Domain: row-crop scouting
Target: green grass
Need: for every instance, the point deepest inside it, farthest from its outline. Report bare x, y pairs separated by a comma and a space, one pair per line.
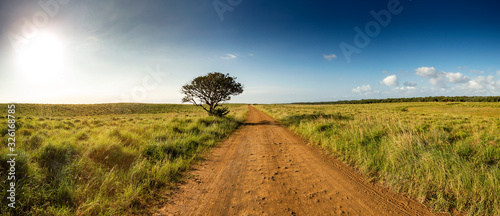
445, 155
108, 159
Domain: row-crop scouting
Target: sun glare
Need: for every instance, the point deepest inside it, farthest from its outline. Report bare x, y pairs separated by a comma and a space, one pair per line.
41, 57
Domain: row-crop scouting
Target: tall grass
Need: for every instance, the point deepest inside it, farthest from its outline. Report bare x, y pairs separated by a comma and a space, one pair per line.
446, 155
113, 163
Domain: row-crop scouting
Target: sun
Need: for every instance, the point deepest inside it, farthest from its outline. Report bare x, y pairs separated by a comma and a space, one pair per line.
41, 57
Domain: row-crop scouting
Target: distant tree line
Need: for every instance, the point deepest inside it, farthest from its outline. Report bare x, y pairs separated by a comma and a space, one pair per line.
414, 99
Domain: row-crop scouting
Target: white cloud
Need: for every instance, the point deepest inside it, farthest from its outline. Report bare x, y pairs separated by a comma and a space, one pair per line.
426, 72
407, 88
329, 57
481, 83
391, 81
410, 84
457, 78
229, 56
363, 89
440, 78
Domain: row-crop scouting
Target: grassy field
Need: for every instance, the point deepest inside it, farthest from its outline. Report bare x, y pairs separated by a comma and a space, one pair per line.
446, 155
107, 159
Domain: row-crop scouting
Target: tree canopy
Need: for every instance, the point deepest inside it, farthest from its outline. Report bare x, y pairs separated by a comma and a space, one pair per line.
211, 90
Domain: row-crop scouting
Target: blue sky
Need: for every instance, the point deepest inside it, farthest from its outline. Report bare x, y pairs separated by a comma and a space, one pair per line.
89, 51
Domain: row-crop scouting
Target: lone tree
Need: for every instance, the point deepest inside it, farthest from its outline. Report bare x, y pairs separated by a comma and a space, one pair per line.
211, 90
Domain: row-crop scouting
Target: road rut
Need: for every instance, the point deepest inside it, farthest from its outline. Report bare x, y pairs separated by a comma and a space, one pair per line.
265, 169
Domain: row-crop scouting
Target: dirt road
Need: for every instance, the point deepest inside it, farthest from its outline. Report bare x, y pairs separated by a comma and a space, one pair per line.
265, 169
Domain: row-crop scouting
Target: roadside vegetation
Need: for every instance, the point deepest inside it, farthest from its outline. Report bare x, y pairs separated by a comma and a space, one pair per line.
● ● ●
- TASK GOAL -
Take the listing above and print it exactly, apart from the pictures.

- FINAL ANSWER -
Domain: row-crop scouting
Target: green grass
Need: for every instance, the point deepest inside it, farthest from its outline. Report bare x, y pairs separated by a comma and a space, one pair per line.
445, 155
108, 159
Domain: row-crop scouting
Target: sun glare
Need: for every instance, the point deepest inside it, farthest from its outline. Report bare x, y pairs separated by a comma and a space, one pair per line.
41, 57
Domain: row-crop scouting
Target: tall grass
Need: for every instance, the point deepest inside it, farthest from its outline. Report bare x, y pairs separated by a comma and a space, one pair per line.
446, 155
113, 163
Domain: row-crop scouting
Target: sun
Need: for every instance, the point deepest inside it, farthest from its outline. Report bare x, y pairs separated by a comma and a space, one pair per line.
41, 57
Domain: row-crop scouting
Target: distant tree line
Need: for every instance, the point deepest inside it, farthest from its outline. Report bare x, y pairs separated by a comma and a space, one pair per line.
414, 99
Domain: row-crop scouting
Target: white cloud
Need: for every instance, the point deepest inside it, farthest from its outline. Report bare x, y pairs separated by a comma and a space, one pair per line.
426, 72
407, 88
329, 57
481, 83
391, 81
410, 84
457, 78
229, 56
363, 89
440, 78
Domain: row-crop scouting
Target: grassy field
Need: for every instance, the point deepest inside it, farthest from its outline. Report bare x, y pairs separated by a comma and a space, one pair per line.
446, 155
107, 159
Domain: row-crop scouting
Target: tree canopy
Need: for every instance, the point deepest inside it, farthest from its outline. Report bare x, y pairs separated by a comma and a space, one pair per line.
211, 90
Domain: row-crop scouting
Target: blue sky
Need: for every instance, the point deepest inside it, farthest from its outline. Report bare x, y pairs separated by a comma and a space, one pair per line.
89, 51
Domain: row-crop scouting
Target: lone tree
Need: for every instance, the point deepest inside it, farthest from its outline. Report bare x, y pairs separated by a comma and a space, one pair per line.
211, 90
Domain: row-crop scouting
Target: road rut
Need: for every instance, the point deepest inside it, farthest from its outline. Report bare x, y pairs separated by a comma and a space, one pair per line.
265, 169
Domain: row-crop scouting
Target: dirt road
Need: for every instance, the point deepest inside it, farthest from its outline. Report bare x, y pairs separated by a comma and a space, one pair per line.
265, 169
Domain: row-crop scouting
Target: roadside vegetation
Need: for every instance, the point deepest inside it, farthest from its outline. Report bare x, y pairs separated by a comma and a space, one pair per line.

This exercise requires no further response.